Brano —
Piazzolla, la rivoluzione del Tango di Daniel Rosenfeld

Astor Piazzola è stato un visionario, l’uomo che ha rivoluzionato il tango, come ci racconta Daniel Rosenfeld nel suo documentario in uscita l’8 ottobre in tutte le sale cinematografiche.

Italiano di origine, cresciuto in Argentina per migrare negli Stati Uniti a New York, dove ha continuato a sviluppare la sua passione per la musica che contraddistingue la sua terra: il tango.



Chi era Piazzolla?

Un appassionato, un avanguardista, uno dei più importanti compositori del XX secolo.  In generale, le persone che dicono di essere all’avanguardia non sono all’avanguardia. Piazzolla fu l’eccezione: sapeva che il suo fuoco era unico. Pochi artisti sono capaci di creare un alfabeto proprio. Basta ascoltare sei note per capire che questo suono è Piazzolla.

Era decisamente un personaggio eclettico, ha sperimentato e non solo nella musica, ha persino fatto la caccia agli squali, non è da tutti.

Piazzolla è stato testimone di un cambiamento d’epoca, immaginalo negli anni ’30 a New York, quel mix eclettico credo provenga dalla sua infanzia, deve aver lasciato un segno. Un Piazzolla bambino che ascolta il jazz di New Orleans, un concerto di Al Johnson, che si sveglia con le melodie di quartiere delle comunità italiane e dell’Europa dell’Est, che prende lezioni di Bach con il suo vicino di casa, quando aveva meno di 11 anni si era già esibito in un film di Carlos Gardel girato a New York… Senza dubbio, è stata un’infanzia eclettica, che ha riguardato anche altri aspetti come le lezioni di boxe con Jack Lamotta, o l’essere ritratto in carboncino da Diego Rivera mentre preparava il suo famoso murale.



In che cosa consiste la sua rivoluzione?

La sua rivoluzione è musicale, ha fatto cambiamenti armonici e ritmici, ha creato una sonorità che non era una ripetizione. Ha cambiato la tradizione del tango, ma mantenendo sempre un mormorio di musica tango. Faceva musica che non era per ballare, perché ai vecchi tempi, negli anni ’40 e ’50, le band suonavano per far ballare il pubblico.

(Parte di un file di dati)
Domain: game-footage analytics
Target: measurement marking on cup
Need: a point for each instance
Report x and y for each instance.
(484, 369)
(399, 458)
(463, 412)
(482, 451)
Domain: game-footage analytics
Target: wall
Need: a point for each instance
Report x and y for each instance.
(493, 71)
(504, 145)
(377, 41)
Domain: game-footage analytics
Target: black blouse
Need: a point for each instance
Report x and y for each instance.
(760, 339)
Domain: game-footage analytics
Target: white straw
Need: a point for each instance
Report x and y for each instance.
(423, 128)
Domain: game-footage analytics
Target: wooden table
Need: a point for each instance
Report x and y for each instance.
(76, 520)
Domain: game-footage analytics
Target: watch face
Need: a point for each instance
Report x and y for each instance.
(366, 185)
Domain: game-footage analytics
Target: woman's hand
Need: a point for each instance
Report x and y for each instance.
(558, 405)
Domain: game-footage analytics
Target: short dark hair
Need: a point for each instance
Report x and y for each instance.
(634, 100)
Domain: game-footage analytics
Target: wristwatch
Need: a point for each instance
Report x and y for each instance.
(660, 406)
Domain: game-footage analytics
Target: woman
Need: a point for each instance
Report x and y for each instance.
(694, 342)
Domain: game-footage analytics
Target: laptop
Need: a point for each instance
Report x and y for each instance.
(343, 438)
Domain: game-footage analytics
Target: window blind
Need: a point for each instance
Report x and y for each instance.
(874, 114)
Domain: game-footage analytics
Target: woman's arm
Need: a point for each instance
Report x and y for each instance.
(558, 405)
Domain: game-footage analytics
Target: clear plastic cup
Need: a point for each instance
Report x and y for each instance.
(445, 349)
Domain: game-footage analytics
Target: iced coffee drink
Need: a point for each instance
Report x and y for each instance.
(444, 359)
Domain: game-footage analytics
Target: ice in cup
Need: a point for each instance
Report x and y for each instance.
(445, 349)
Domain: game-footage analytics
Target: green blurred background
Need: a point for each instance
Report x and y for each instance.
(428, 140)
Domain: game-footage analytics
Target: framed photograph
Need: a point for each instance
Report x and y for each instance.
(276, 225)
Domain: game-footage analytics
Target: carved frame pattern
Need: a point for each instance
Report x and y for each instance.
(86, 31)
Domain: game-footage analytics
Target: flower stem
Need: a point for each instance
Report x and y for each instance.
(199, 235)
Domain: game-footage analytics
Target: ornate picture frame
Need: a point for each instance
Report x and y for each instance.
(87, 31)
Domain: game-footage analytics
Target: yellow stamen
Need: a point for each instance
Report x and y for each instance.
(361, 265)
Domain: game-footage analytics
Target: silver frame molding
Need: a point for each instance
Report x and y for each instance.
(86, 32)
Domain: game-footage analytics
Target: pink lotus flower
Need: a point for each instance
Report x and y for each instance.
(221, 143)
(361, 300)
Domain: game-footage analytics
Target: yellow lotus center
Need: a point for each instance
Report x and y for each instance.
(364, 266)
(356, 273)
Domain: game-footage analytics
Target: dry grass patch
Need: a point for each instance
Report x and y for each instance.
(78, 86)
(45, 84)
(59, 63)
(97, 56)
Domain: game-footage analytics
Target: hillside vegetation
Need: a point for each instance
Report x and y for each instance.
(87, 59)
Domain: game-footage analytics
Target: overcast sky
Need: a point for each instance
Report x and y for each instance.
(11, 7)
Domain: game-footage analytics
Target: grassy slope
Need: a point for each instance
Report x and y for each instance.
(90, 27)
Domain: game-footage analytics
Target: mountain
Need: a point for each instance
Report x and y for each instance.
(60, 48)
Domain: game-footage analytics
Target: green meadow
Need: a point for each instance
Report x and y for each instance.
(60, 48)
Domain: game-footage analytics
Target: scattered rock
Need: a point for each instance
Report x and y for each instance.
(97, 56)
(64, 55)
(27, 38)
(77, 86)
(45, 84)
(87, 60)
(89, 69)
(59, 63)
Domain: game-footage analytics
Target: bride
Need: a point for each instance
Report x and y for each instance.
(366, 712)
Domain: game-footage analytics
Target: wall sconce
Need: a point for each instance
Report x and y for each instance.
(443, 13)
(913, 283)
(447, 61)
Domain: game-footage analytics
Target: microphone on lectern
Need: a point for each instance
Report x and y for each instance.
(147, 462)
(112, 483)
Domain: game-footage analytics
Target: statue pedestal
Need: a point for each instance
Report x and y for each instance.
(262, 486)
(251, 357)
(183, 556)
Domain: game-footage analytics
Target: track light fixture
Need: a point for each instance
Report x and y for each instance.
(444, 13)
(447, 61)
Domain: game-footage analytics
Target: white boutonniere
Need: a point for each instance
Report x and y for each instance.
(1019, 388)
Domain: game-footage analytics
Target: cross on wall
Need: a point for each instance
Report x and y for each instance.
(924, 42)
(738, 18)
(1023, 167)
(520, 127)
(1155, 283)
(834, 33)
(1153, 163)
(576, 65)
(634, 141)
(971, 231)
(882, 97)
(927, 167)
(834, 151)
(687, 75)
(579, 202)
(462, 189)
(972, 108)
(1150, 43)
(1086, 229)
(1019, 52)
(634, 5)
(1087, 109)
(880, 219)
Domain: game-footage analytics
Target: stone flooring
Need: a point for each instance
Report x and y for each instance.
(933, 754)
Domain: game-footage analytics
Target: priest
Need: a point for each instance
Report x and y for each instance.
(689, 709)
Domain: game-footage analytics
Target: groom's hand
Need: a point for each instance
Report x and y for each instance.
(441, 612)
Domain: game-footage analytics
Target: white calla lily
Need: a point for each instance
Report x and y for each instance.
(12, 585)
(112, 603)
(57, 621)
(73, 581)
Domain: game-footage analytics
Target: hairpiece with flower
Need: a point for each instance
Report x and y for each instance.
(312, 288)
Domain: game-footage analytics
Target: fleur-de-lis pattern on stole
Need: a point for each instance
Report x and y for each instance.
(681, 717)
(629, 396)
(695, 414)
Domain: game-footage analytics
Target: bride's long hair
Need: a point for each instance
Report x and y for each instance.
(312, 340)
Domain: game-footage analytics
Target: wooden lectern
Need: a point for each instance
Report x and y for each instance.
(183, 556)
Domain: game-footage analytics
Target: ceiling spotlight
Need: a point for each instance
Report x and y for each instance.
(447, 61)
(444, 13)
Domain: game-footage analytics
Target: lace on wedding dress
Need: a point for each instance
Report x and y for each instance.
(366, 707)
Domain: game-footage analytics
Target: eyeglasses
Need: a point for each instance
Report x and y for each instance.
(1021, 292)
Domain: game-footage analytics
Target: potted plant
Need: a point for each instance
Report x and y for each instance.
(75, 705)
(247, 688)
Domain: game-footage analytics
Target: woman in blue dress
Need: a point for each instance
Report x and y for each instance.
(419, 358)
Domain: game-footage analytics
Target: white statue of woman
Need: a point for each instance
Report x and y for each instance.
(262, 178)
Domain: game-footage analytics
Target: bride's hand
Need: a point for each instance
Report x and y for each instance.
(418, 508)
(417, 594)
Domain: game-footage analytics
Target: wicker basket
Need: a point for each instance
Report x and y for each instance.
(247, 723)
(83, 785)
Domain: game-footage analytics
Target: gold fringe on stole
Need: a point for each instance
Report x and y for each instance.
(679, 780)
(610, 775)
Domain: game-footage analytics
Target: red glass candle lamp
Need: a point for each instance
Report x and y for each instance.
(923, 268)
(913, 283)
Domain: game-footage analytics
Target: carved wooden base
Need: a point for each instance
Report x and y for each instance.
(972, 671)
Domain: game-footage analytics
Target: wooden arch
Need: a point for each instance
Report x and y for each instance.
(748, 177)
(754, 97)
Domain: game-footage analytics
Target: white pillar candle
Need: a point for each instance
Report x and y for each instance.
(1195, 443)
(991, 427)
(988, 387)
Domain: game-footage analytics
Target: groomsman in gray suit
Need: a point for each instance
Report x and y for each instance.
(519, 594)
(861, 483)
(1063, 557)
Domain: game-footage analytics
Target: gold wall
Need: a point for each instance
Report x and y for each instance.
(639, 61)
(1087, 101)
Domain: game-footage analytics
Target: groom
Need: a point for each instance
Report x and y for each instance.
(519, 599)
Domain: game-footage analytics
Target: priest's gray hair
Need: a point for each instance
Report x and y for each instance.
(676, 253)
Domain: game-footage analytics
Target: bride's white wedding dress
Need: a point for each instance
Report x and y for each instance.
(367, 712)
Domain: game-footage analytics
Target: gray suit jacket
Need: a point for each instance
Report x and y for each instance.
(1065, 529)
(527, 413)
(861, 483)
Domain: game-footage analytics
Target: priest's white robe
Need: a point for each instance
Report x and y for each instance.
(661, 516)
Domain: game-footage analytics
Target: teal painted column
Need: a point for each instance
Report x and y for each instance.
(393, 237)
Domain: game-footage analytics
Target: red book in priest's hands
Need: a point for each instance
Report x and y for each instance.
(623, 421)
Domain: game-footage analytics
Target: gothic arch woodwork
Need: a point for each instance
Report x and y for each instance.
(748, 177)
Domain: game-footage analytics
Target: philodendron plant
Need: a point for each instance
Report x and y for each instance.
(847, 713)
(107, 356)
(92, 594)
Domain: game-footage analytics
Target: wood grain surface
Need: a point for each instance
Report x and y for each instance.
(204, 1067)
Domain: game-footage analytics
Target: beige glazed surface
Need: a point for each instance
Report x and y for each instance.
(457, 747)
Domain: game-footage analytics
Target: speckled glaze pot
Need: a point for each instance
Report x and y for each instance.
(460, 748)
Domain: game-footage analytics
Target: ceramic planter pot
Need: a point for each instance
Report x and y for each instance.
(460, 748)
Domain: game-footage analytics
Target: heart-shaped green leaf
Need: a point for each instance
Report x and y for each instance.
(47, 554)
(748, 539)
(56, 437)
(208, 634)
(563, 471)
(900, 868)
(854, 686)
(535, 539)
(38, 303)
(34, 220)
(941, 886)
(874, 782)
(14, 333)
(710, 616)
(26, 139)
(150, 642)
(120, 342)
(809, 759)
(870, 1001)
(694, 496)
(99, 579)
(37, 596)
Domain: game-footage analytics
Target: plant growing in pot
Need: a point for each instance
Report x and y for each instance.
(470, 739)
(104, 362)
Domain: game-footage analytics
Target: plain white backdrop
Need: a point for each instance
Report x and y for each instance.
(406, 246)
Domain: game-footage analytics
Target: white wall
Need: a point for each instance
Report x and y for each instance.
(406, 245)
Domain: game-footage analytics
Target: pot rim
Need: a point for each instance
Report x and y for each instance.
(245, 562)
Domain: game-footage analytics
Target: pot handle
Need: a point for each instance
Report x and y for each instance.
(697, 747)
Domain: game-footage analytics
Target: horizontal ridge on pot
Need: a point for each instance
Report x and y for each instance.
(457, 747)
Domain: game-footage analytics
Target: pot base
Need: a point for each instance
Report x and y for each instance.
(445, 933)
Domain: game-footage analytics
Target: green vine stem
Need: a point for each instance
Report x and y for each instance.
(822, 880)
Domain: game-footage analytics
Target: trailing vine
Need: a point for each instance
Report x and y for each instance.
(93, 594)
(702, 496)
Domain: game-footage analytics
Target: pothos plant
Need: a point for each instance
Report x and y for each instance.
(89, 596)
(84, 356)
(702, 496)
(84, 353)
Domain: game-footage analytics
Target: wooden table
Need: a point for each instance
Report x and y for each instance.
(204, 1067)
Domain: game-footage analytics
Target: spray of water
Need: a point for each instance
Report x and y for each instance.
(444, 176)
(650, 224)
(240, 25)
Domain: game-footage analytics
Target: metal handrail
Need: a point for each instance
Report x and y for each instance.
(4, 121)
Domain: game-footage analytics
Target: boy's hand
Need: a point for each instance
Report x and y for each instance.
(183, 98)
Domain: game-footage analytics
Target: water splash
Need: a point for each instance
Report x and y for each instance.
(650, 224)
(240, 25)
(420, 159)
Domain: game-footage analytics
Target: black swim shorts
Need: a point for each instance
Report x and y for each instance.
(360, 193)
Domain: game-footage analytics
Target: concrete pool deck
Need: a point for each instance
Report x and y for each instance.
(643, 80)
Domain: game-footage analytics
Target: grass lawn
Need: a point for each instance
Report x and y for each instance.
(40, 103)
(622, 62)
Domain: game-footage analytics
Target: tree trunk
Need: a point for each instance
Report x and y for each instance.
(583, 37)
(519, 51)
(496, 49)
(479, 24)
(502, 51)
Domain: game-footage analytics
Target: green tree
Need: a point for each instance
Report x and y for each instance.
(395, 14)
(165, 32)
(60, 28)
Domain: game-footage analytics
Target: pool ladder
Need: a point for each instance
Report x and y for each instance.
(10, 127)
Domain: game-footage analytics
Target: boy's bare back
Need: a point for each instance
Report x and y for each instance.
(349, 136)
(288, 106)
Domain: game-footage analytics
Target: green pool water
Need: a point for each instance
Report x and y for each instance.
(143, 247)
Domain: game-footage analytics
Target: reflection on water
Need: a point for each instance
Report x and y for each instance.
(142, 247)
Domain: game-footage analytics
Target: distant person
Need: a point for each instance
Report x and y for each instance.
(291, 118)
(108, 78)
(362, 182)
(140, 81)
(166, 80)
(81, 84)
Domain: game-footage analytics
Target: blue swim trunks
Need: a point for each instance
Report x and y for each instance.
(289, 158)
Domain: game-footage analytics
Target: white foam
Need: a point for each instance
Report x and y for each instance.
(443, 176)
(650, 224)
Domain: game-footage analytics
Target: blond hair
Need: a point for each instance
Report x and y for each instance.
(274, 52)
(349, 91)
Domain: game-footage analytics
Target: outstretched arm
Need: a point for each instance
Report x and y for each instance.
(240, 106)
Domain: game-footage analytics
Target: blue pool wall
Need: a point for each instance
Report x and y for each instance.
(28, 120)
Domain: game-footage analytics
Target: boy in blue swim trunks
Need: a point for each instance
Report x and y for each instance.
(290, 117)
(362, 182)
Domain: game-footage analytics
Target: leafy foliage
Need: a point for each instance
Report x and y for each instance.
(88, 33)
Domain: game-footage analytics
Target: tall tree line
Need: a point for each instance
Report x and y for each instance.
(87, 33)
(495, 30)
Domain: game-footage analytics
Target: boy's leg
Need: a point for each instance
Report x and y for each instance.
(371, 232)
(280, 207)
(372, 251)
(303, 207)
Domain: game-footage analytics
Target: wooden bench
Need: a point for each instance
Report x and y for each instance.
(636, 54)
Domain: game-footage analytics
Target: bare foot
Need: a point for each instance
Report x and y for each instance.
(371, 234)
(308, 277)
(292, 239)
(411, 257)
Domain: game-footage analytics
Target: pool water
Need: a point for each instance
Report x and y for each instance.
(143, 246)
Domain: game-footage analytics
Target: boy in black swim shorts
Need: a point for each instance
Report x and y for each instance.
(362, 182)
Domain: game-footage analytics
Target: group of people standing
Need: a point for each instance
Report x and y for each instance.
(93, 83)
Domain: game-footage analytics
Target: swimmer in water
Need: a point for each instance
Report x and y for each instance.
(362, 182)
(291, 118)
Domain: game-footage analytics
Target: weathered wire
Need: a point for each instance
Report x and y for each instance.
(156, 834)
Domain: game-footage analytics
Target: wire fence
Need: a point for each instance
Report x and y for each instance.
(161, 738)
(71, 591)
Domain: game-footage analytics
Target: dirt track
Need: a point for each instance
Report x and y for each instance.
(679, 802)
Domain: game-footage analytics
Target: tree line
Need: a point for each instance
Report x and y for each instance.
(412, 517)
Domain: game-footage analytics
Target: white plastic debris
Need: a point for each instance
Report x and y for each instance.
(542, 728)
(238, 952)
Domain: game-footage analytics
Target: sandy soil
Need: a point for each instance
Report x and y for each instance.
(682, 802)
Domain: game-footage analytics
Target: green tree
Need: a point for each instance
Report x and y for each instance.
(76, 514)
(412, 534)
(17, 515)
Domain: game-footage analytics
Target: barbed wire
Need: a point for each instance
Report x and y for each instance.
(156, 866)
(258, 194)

Esercizio assegnato 1 —
Nel brano su Piazzolla, in quale città si era esibito da bambino in un film di Carlos Gardel?
Esercizio assegnato 2 —
Riassumi in forma di elenco il paragrafo del brano su Piazzolla che comincia con "La sua rivoluzione è musicale", conservandone i fatti principali.
Esercizio assegnato 3 —
Riporta dal brano su Piazzolla il passo che inizia con "Piazzolla, la rivoluzione" e termina con "suono è Piazzolla.".

Risposta 1 —
A New York.

Risposta 2 —
- La rivoluzione di Piazzolla è musicale: introdusse cambiamenti armonici e ritmici.
- Creò una sonorità nuova, che non era una ripetizione.
- Trasformò la tradizione del tango, mantenendone però sempre un mormorio.
- Compose musica non destinata al ballo, a differenza delle band degli anni '40 e '50, che suonavano per far ballare il pubblico.

Risposta 3 —
Piazzolla, la rivoluzione del Tango di Daniel Rosenfeld

Astor Piazzola è stato un visionario, l’uomo che ha rivoluzionato il tango, come ci racconta Daniel Rosenfeld nel suo documentario in uscita l’8 ottobre in tutte le sale cinematografiche.

Italiano di origine, cresciuto in Argentina per migrare negli Stati Uniti a New York, dove ha continuato a sviluppare la sua passione per la musica che contraddistingue la sua terra: il tango.



Chi era Piazzolla?

Un appassionato, un avanguardista, uno dei più importanti compositori del XX secolo.  In generale, le persone che dicono di essere all’avanguardia non sono all’avanguardia. Piazzolla fu l’eccezione: sapeva che il suo fuoco era unico. Pochi artisti sono capaci di creare un alfabeto proprio. Basta ascoltare sei note per capire che questo suono è Piazzolla.